## Activities
1) According to the article on stranded coal ship crews, what is the longest time some seafarers have been stuck at sea?
2) Reproduce the stretch of the article on stranded coal ship crews from "According to the" through "seafarers off ships.".
3) Pick up the article on stranded coal ship crews after its last sentence and keep writing.

## Text under study
Charterers and shipowners are coming under renewed pressure to stump up cash to alleviate the anguish and monotony of the hundreds of crews caught up in China’s coal spat with Australia.
Beijing has banned a range of Australian products including coal after Canberra called for an international investigation into the origins of the coronavirus. Many coal carriers have been left stranded at Chinese anchorages, some since June last year.
According to the International Transport Workers’ Federation (ITF), more than 60 vessels are thought to still be unable to unload their Australian cargoes such as coal and undertake much-needed crew changes of the seafarers. A rising number of seafarers have been onboard vessels for longer than a year, with some stuck at sea for as many as 20 months, including a number of months spent anchored off northern China during an especially brutally cold winter.
“It’s expensive, but it’s the right thing to do.” That’s the message from the ITF, calling on companies to pay the millions of dollars required to get seafarers off ships.
“MSC has led the way by paying the necessary costs and penalties to charterers and cargo owners in order to rescue the crew of their ship, the Anastasia, and see them rescued from their six-month floating prison via a port in Japan” said ITF president Paddy Crumlin.
“We call on all responsible shipowners to follow MSC’s lead and perform these long-overdue crew changes,” Crumlin said, adding: “It will be costly for these shipping companies, but it is absolutely necessary to preserve the health, lives and human rights of these seafarers.”
The ITF reported a number of seafarers have already attempted suicide on these ships. Health conditions are worsening and medical supplies are running low on some vessels. In some cases local Chinese authorities have blocked seafarers from accessing medical professionals, including urgently-needed hospitalisations.

Point-per-instance localization data:
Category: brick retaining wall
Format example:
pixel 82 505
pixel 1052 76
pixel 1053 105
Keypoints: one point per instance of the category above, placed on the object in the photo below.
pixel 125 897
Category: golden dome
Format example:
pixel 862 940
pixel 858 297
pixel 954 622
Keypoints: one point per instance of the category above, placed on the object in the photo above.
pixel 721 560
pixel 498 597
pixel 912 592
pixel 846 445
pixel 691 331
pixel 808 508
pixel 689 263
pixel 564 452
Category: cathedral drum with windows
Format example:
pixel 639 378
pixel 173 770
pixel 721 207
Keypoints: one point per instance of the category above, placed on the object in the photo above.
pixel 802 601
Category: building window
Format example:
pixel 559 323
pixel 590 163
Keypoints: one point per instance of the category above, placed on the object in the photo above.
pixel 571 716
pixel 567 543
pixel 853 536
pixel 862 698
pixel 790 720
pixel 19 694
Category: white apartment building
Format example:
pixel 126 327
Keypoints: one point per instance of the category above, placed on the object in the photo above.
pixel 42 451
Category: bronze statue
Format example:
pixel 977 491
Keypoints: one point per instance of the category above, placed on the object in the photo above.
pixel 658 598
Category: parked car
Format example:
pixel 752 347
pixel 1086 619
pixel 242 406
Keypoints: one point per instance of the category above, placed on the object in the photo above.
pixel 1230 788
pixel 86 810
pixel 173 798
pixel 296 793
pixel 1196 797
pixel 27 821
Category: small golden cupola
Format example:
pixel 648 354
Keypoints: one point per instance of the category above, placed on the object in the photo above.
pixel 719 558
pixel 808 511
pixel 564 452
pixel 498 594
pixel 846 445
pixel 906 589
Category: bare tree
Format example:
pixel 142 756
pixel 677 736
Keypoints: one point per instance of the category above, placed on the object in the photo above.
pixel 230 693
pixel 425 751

## Set of answers
1) As many as 20 months.

2)
According to the International Transport Workers’ Federation (ITF), more than 60 vessels are thought to still be unable to unload their Australian cargoes such as coal and undertake much-needed crew changes of the seafarers. A rising number of seafarers have been onboard vessels for longer than a year, with some stuck at sea for as many as 20 months, including a number of months spent anchored off northern China during an especially brutally cold winter.
“It’s expensive, but it’s the right thing to do.” That’s the message from the ITF, calling on companies to pay the millions of dollars required to get seafarers off ships.

3)
Crumlin said that a long-term solution still required China to introduce protocols to allow for crew changes for all foreign seafarers. Until China brought in regular crew changes, he said that shipping companies had a humanitarian duty to preserve the lives and welfare of seafarers employed on their ships by diverting ships to neighbouring countries.
“China has failed to put aside its bickering with Australia and respond to this man-made humanitarian disaster just kilometres from its coast. Australia, too, has too often put politics ahead of crew welfare. We call on the industry to step up where the governments have failed: show some leadership and get these desperate people off your ships. MSC has proven it is possible,” he said.
Speaking with Splash today, John-Kaare Aune, the interim CEO at Wallem Group, discussed the plight of the crew onboard the Declan Duff, a 93,253 dwt Wallem-managed bulk carrier, which has been anchored in Jingtang port since July last year.
“The seafarers are innocent victims of this very unfortunate situation,” Aune said. The Wallem boss said companies needed to hatch solutions together to resolve the humanitarian crisis.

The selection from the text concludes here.